STUDY MATERIAL =>
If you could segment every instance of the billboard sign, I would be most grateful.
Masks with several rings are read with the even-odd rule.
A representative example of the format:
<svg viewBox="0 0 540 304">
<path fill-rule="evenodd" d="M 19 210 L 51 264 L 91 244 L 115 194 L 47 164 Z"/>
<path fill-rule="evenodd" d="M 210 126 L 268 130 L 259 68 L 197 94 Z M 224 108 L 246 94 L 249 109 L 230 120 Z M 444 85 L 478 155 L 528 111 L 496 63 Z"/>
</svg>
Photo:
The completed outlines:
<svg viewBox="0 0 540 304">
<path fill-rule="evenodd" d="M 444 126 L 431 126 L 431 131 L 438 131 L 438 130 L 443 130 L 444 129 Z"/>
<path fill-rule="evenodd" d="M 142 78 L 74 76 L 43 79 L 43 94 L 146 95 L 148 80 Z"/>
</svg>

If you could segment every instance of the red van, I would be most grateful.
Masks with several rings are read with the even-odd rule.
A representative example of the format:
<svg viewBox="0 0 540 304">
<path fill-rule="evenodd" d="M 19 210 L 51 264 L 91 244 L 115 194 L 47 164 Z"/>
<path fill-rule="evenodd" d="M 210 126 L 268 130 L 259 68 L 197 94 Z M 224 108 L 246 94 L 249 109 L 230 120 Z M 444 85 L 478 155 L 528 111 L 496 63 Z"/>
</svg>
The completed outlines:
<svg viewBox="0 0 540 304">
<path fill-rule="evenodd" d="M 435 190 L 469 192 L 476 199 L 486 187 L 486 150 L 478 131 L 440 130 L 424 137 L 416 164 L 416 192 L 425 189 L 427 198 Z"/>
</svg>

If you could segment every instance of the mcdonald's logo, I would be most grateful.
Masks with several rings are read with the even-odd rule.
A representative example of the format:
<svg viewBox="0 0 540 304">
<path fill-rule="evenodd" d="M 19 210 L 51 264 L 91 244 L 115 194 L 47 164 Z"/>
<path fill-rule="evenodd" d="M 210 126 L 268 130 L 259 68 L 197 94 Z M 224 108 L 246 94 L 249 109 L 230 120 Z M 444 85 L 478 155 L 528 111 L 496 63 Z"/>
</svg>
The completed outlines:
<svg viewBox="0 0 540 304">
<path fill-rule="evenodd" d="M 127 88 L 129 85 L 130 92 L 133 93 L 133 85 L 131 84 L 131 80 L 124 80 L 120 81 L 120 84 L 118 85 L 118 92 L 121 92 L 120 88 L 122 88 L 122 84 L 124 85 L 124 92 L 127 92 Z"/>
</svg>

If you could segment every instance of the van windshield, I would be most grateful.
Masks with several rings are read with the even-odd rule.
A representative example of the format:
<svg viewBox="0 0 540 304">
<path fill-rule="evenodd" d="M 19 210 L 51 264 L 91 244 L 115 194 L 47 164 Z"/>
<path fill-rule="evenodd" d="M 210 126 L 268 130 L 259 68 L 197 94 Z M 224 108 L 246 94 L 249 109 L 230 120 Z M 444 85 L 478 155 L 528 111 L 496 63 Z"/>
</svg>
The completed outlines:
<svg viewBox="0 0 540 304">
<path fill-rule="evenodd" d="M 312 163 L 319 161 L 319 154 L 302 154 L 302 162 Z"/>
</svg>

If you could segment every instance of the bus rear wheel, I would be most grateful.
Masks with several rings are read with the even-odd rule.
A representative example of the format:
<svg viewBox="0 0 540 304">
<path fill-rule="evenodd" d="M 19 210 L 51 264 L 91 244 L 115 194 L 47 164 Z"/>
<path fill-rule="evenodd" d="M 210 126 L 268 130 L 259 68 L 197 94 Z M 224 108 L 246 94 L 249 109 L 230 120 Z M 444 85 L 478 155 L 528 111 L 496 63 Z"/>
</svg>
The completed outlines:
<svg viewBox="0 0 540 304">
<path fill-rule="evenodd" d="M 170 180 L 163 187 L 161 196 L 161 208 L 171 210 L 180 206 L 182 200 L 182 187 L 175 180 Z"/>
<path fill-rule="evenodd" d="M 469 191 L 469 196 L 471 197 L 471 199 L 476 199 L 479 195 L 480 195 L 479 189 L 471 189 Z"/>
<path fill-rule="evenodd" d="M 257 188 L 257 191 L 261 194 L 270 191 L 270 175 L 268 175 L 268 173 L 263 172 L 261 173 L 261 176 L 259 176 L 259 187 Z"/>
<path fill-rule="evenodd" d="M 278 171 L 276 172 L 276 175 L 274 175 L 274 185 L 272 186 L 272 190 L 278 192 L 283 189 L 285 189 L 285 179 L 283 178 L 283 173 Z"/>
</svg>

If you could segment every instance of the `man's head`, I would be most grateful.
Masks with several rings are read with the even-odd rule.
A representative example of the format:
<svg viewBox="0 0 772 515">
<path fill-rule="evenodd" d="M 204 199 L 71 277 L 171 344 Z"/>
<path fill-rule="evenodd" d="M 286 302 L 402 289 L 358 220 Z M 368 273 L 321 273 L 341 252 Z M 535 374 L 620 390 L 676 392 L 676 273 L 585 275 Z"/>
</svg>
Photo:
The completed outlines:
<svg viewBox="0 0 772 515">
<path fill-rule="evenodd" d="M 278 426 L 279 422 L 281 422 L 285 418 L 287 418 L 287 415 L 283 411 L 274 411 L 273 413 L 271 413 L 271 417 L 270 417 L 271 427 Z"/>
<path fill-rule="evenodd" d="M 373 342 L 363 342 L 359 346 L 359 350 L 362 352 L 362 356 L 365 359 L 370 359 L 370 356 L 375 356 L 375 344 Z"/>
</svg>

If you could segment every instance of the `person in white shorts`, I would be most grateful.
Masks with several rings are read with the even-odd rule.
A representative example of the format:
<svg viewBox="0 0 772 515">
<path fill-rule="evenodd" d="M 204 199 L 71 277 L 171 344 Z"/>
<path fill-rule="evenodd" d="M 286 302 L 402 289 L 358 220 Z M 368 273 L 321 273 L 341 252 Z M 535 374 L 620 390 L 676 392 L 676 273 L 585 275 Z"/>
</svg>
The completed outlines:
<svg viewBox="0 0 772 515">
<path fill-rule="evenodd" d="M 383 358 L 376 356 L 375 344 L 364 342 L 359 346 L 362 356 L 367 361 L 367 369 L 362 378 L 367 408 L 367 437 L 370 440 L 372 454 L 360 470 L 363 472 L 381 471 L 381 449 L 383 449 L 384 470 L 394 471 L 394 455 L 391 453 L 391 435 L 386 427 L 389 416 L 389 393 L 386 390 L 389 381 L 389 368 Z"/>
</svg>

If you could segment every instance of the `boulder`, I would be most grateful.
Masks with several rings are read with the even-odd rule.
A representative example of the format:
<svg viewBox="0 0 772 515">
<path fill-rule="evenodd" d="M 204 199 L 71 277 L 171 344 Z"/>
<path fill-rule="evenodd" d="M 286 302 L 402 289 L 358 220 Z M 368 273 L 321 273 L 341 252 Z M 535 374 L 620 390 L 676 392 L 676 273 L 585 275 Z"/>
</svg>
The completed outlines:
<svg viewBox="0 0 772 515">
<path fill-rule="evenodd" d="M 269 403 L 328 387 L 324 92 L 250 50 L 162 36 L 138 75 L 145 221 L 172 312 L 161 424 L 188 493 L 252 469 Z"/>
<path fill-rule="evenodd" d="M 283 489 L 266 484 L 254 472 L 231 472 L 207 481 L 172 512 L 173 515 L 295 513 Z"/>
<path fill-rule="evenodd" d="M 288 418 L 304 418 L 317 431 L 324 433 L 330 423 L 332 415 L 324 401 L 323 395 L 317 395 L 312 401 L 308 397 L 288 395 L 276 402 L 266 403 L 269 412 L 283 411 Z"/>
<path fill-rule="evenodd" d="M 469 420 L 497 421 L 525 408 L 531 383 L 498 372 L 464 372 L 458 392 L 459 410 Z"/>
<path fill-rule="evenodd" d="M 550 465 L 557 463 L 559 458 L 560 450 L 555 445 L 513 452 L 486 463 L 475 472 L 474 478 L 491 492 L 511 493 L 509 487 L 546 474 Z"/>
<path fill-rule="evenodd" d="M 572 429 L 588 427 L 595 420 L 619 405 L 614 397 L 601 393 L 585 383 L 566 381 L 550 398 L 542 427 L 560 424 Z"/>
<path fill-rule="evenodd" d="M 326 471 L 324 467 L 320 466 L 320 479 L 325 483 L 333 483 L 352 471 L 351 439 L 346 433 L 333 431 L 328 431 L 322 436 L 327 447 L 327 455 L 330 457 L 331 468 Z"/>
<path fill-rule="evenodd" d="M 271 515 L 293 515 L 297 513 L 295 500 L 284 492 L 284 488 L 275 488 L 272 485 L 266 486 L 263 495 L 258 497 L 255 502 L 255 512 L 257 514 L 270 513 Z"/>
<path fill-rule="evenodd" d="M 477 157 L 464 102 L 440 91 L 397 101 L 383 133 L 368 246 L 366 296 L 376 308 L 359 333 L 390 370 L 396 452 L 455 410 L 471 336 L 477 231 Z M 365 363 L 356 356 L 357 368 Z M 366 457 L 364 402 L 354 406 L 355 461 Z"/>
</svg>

WHAT THE TASK REQUIRES => Go through the entries. Report every line that contains the word "most".

FINAL ANSWER =>
If you could segment every instance of the billboard sign, I would be most grateful.
If you could segment every instance of the red van, I would be most grateful.
If you could segment every instance of the mcdonald's logo, I would be most grateful.
If you could segment every instance of the van windshield, I would be most grateful.
If you could segment every instance of the bus rear wheel, I would be most grateful.
If you could segment every instance of the `man's head`, I would be most grateful.
If you could segment every instance of the `person in white shorts`, I would be most grateful.
If you could segment every instance of the `boulder`, I would be most grateful.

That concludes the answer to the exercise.